## [Aim of the exercise]
Look below for the line containing "point: navy blue" and the line containing "point: wooden post"; repeat exactly those two lines and all lines between them, and nothing else.

## [Input]
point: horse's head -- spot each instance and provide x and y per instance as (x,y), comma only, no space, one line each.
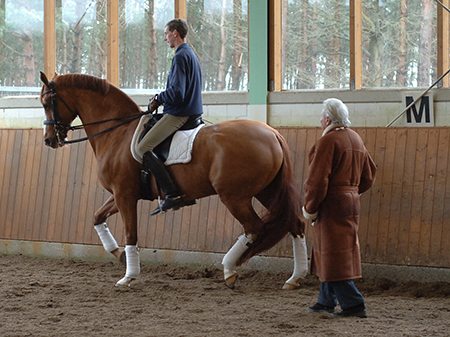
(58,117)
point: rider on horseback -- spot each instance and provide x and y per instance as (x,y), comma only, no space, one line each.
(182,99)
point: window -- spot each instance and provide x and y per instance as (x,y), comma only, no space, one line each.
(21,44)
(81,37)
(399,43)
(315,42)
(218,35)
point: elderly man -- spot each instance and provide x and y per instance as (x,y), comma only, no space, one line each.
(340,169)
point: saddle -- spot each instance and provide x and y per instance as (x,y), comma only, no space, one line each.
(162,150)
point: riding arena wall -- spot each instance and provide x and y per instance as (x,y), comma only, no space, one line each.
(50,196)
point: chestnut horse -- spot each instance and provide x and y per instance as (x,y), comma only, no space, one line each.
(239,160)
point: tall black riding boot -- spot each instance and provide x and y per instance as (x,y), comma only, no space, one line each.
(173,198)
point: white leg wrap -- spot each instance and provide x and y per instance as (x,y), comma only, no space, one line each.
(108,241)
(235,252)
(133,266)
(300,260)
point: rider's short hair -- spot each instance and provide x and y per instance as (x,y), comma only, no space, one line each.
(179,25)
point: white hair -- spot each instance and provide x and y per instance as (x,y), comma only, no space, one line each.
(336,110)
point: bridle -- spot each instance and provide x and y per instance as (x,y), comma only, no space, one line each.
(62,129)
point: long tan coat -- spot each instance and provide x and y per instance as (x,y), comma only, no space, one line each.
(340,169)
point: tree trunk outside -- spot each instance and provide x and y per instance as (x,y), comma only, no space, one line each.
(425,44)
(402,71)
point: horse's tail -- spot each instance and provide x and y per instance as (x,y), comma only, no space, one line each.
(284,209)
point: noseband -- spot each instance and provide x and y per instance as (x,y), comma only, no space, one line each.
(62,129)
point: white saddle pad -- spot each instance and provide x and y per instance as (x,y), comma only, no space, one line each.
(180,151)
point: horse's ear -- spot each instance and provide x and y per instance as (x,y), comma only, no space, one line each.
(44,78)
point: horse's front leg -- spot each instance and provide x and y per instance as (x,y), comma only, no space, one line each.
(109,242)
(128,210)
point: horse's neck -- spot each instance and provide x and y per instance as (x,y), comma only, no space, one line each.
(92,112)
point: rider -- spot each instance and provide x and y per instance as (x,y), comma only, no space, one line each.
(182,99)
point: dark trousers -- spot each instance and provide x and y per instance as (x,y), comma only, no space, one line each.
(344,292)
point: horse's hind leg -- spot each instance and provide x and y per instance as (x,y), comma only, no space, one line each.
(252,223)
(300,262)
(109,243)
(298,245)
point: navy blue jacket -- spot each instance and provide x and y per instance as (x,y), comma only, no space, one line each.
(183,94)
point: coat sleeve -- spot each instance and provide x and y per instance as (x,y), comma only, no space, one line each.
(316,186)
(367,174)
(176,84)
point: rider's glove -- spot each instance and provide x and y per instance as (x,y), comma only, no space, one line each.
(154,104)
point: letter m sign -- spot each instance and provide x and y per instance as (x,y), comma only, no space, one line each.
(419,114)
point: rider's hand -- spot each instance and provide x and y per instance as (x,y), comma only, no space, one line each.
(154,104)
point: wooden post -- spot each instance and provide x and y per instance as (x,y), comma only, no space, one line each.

* * *

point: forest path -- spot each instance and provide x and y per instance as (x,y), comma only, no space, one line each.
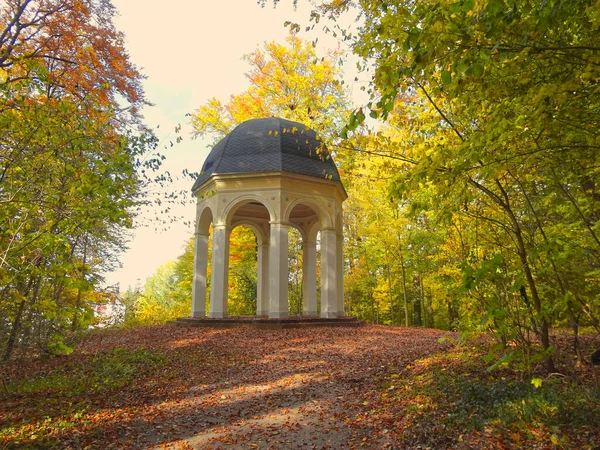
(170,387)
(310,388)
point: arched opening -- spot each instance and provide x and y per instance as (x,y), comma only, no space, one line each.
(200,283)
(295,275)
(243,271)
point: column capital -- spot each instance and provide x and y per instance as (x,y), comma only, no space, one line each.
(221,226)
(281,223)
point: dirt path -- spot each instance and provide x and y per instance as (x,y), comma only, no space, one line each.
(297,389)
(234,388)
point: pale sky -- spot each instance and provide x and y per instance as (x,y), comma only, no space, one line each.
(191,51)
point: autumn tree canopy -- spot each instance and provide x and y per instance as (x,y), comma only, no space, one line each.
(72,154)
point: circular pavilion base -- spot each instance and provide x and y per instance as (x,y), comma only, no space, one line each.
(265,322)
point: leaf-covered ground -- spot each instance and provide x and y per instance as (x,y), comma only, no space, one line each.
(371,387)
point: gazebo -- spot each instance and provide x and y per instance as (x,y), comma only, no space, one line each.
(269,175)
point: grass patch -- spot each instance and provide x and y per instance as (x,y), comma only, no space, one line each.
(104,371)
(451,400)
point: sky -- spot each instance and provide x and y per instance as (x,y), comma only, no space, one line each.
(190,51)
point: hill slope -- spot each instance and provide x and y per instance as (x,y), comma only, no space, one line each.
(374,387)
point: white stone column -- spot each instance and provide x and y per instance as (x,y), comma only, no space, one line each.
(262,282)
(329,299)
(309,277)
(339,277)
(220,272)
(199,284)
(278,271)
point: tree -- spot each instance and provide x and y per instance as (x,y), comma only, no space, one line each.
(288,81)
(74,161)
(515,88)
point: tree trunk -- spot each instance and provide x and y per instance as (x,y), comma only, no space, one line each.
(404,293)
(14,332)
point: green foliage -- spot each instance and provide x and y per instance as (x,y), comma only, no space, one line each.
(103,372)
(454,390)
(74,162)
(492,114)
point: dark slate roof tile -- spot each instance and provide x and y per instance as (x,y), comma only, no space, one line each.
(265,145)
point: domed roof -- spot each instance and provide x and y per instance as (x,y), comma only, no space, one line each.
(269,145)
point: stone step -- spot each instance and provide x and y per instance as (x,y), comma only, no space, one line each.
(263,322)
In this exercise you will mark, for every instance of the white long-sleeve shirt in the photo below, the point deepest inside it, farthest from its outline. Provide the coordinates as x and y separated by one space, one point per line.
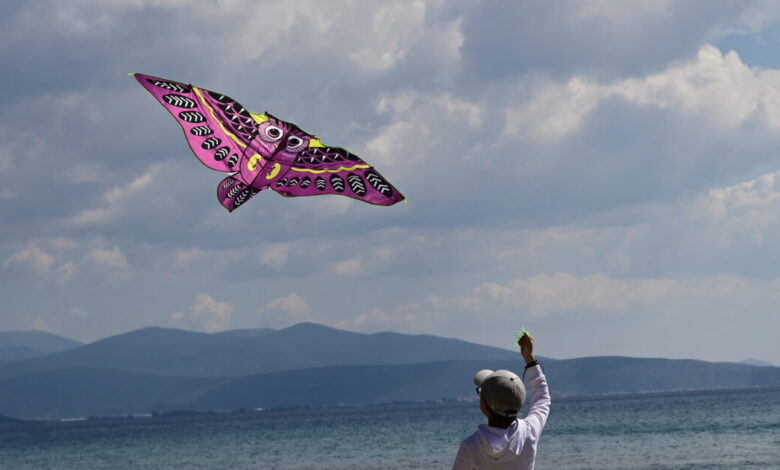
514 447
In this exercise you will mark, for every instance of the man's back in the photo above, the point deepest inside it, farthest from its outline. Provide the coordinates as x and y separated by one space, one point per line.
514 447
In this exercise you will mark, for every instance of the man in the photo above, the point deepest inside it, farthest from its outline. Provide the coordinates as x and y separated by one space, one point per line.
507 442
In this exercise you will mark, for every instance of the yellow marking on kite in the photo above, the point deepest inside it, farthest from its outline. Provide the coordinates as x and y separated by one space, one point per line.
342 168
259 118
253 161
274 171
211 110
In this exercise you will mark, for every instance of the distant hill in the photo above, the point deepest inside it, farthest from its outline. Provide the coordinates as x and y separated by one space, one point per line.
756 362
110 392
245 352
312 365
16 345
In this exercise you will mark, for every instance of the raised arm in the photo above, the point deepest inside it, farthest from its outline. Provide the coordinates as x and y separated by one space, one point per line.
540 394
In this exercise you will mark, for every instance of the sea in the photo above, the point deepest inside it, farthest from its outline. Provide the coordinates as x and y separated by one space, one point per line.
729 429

## [Response to the task]
point: navy blue jacket -- spot each instance and provide x and y per instance as (x,y), comma only, no space, one line each.
(183,94)
point: coat sleeve -- spot each instance and provide x and y per instance as (x,y), comma only, no space, one line each.
(316,186)
(367,174)
(176,84)
point: rider's glove -- spot each instance and provide x and y per instance as (x,y), comma only, no space, one line each.
(154,104)
point: letter m sign -- spot each instance and provide x and y per instance as (x,y), comma only, no space, one line each.
(419,114)
point: rider's hand -- spot each instance and provide x and y per instance as (x,y), comma only, no space, one line each.
(154,104)
point: wooden post -- spot each instance and provide x and y per instance as (x,y), comma only, no space, one line each.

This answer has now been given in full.